The records |
— START —
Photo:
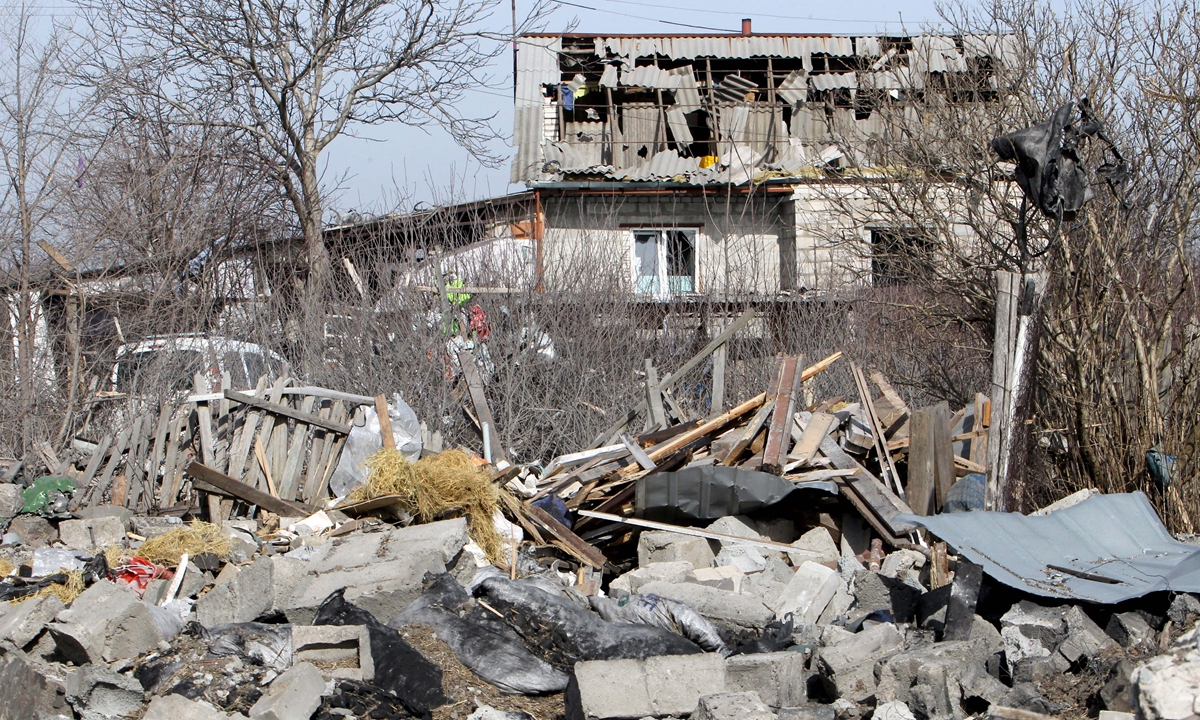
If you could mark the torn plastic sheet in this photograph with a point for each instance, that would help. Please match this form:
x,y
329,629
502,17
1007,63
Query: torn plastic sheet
x,y
564,633
400,667
661,612
709,492
481,641
1107,550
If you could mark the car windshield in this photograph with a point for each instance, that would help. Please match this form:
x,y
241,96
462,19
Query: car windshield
x,y
162,369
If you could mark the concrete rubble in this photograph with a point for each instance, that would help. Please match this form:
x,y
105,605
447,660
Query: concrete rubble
x,y
324,611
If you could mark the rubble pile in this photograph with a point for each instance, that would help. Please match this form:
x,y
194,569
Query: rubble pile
x,y
783,559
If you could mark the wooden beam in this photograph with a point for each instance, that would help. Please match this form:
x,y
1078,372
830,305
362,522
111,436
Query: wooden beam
x,y
576,546
654,397
779,432
209,480
697,533
286,412
671,379
483,411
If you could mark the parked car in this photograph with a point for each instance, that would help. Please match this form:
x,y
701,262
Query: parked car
x,y
169,363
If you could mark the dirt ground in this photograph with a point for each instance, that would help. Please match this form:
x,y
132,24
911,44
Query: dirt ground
x,y
466,690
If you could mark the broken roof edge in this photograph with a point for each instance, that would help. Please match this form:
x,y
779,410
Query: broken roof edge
x,y
1108,549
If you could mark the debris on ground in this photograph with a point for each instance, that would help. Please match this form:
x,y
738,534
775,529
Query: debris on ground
x,y
786,558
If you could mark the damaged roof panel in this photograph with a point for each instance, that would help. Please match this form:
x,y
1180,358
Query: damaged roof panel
x,y
1108,549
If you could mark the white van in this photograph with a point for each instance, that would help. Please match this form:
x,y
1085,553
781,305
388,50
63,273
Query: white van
x,y
169,363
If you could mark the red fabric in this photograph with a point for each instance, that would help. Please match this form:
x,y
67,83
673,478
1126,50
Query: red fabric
x,y
137,573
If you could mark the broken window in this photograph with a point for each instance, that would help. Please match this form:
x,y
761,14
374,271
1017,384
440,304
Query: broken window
x,y
664,262
899,256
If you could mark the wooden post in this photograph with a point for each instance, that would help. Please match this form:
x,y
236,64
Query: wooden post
x,y
1014,352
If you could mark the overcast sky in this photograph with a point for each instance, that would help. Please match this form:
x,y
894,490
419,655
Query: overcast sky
x,y
391,167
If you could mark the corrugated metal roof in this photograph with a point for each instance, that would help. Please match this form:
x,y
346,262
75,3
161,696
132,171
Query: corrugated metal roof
x,y
1117,537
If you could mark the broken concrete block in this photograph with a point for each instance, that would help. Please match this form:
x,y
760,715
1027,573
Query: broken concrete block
x,y
1183,610
81,631
901,562
34,531
893,711
808,593
91,534
382,573
1131,630
1168,688
809,712
726,577
820,541
11,499
930,681
245,594
778,678
27,619
659,685
636,577
732,706
661,546
293,695
731,610
874,592
847,667
1031,631
132,633
97,693
1085,640
29,691
348,647
153,527
177,707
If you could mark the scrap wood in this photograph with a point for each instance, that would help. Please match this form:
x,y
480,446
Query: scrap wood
x,y
573,544
670,379
211,481
286,412
699,533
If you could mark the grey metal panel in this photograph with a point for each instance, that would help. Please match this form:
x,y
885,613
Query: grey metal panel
x,y
1116,537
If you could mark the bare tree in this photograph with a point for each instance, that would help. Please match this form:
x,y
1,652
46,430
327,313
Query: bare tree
x,y
41,121
294,75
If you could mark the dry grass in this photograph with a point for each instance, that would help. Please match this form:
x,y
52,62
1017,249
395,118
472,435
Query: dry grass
x,y
442,485
193,540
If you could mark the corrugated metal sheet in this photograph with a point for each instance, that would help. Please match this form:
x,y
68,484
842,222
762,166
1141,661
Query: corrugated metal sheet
x,y
1117,537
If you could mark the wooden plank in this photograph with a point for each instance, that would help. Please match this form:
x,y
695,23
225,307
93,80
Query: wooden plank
x,y
979,442
699,533
283,411
123,439
640,455
882,501
810,439
779,431
605,437
654,397
881,449
387,438
749,432
576,546
717,401
213,481
96,459
483,411
288,481
316,471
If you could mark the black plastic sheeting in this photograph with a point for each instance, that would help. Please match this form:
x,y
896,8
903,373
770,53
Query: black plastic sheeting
x,y
711,492
481,641
661,612
563,633
400,669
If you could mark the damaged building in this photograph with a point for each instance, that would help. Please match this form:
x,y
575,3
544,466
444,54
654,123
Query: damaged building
x,y
717,165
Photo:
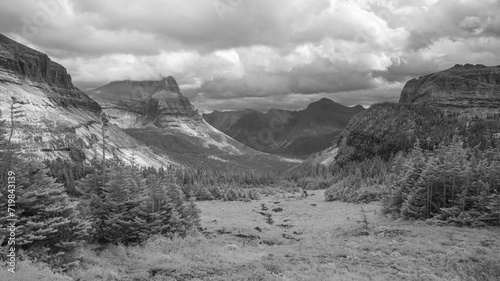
— END —
To be done |
Could you output the listing above as a numbered list with one line per entry, skipping blank lines and leaving out the pictures?

Result |
1. Photo:
2. If you could mark the torn plastic sheet in this photograph with a point for each instance, that would help. Please match this form:
3. x,y
4. 329,629
5. 502,17
6. 1007,63
7. Query: torn plastic sheet
8. x,y
9. 564,633
10. 400,667
11. 661,612
12. 709,492
13. 481,641
14. 1107,550
15. If you could mark the car windshield in this photograph with a point for each instance, that would help. Please match this form:
16. x,y
17. 241,96
18. 462,19
19. Query: car windshield
20. x,y
21. 162,369
22. If you could mark the concrete rubble in this photograph with a point for each instance, that would help. Please match this form:
23. x,y
24. 105,605
25. 447,660
26. Query: concrete rubble
27. x,y
28. 324,611
29. If you could mark the rubble pile in this photograph with a point for each instance, that would help. Please match this form:
30. x,y
31. 194,569
32. Query: rubble pile
33. x,y
34. 783,559
35. If you could mark the wooden beam in this photograph with a point for each instance, that would help. Please match this form:
36. x,y
37. 1078,372
38. 830,305
39. 362,522
40. 111,436
41. Query: wooden beam
42. x,y
43. 576,546
44. 654,397
45. 779,432
46. 209,480
47. 697,533
48. 286,412
49. 671,379
50. 483,411
51. If you could mark the parked car in this photograph with a point for each instance, that would help. Please match this form:
52. x,y
53. 701,262
54. Query: parked car
55. x,y
56. 169,363
57. If you could mark the dirt ground in this photograph with a point for each instance, that would help. Please match this form:
58. x,y
59. 132,24
60. 911,44
61. Query: dirt ground
62. x,y
63. 466,690
64. If you could mark the broken roof edge in this photograph with a point for each instance, that would help. Please match this form:
65. x,y
66. 779,410
67. Query: broken roof edge
68. x,y
69. 1108,549
70. If you could mark the debris on ground in this photograph with a point for each instance, that would help. Please match this form:
71. x,y
72. 738,534
73. 775,529
74. Query: debris on ground
75. x,y
76. 786,558
77. If you could mark the damaged roof panel in this photograph with a point for each instance, that would help. Please match this form:
78. x,y
79. 1180,358
80. Query: damaged roof panel
81. x,y
82. 1108,549
83. If you could mark the white van in this photograph with a point for each instance, that would help. Please match this form:
84. x,y
85. 1085,553
86. 781,305
87. 388,50
88. 63,273
89. Query: white van
90. x,y
91. 169,363
92. If you could mark the red fabric in this photograph with a point for each instance, that would help. Please match this form:
93. x,y
94. 67,83
95. 673,478
96. 1126,50
97. Query: red fabric
98. x,y
99. 137,573
100. If you could mark the broken window in this photograph with a point for each instance, that would help. Please match this form:
101. x,y
102. 761,14
103. 374,271
104. 1017,384
105. 440,304
106. Query: broken window
107. x,y
108. 664,262
109. 899,256
110. If you could mark the wooden post in this photograph with a point for each instance, that would help. Please match this form:
111. x,y
112. 236,64
113. Query: wooden post
114. x,y
115. 1014,352
116. If you could mark the overcast sky in this photograph with a point for each instance, that would help. Please match this form:
117. x,y
118. 894,490
119. 419,655
120. Query: overcast sky
121. x,y
122. 391,167
123. If you could mark the corrugated metal roof in this photograph with a point for each instance, that would help. Please match this form:
124. x,y
125. 346,262
126. 75,3
127. 161,696
128. 132,171
129. Query: corrugated metal roof
130. x,y
131. 1117,537
132. If you could mark the broken concrete block in this photograph with a point for each instance, that would help. Please match this form:
133. x,y
134. 760,715
135. 1027,573
136. Query: broken concrete block
137. x,y
138. 1183,610
139. 81,631
140. 901,562
141. 34,531
142. 893,711
143. 808,593
144. 91,534
145. 382,573
146. 1131,630
147. 1168,688
148. 809,712
149. 726,577
150. 820,541
151. 11,499
152. 930,681
153. 245,594
154. 778,678
155. 27,619
156. 659,685
157. 636,577
158. 732,706
159. 661,546
160. 293,695
161. 731,610
162. 874,592
163. 847,667
164. 1031,631
165. 132,633
166. 97,693
167. 1085,640
168. 29,691
169. 348,647
170. 153,527
171. 177,707
172. If you could mark the scrap wood in this photograph with a point for each instance, that would help. Please match this form:
173. x,y
174. 480,446
175. Query: scrap wood
176. x,y
177. 573,544
178. 670,379
179. 211,481
180. 286,412
181. 699,533
182. If you could mark the grey metal panel in this photograph with a point for each instance, that would help. Please match this form:
183. x,y
184. 885,613
185. Query: grey metal panel
186. x,y
187. 1116,537
188. If you could mark the bare tree in this photograph with a point for each instance, that would help. Please match this form:
189. x,y
190. 1,652
191. 46,430
192. 327,313
193. Query: bare tree
194. x,y
195. 41,121
196. 294,75
197. If you could mark the dry grass in this photograph with a point for each instance, that would help. Please match this form:
198. x,y
199. 52,62
200. 1017,249
201. 395,118
202. 472,435
203. Query: dry grass
204. x,y
205. 442,485
206. 193,540
207. If you could mark the corrugated metal sheet in this photograph with a point for each instance, that would help. Please match this form:
208. x,y
209. 68,484
210. 842,222
211. 762,166
212. 1141,661
213. Query: corrugated metal sheet
214. x,y
215. 1117,537
216. If you could mark the wooden plank in this photograph with a point for each instance, that would help. Please match this form:
217. x,y
218. 695,23
219. 225,307
220. 93,80
221. Query: wooden plank
222. x,y
223. 979,442
224. 699,533
225. 283,411
226. 123,439
227. 640,455
228. 882,501
229. 810,439
230. 779,431
231. 605,437
232. 654,397
233. 881,449
234. 387,438
235. 749,432
236. 576,546
237. 717,401
238. 213,481
239. 96,459
240. 483,411
241. 288,481
242. 316,471
243. If you could mark the black plastic sheeting in this photograph with a point for each instance, that would help. Please match this form:
244. x,y
245. 896,8
246. 903,373
247. 770,53
248. Query: black plastic sheeting
249. x,y
250. 711,492
251. 481,641
252. 661,612
253. 563,633
254. 400,669
255. If you could mark the damaged building in this photograph with a point for each instance, that would help. Please match this form:
256. x,y
257. 575,3
258. 544,466
259. 444,54
260. 654,123
261. Query: damaged building
262. x,y
263. 717,165
264. Photo:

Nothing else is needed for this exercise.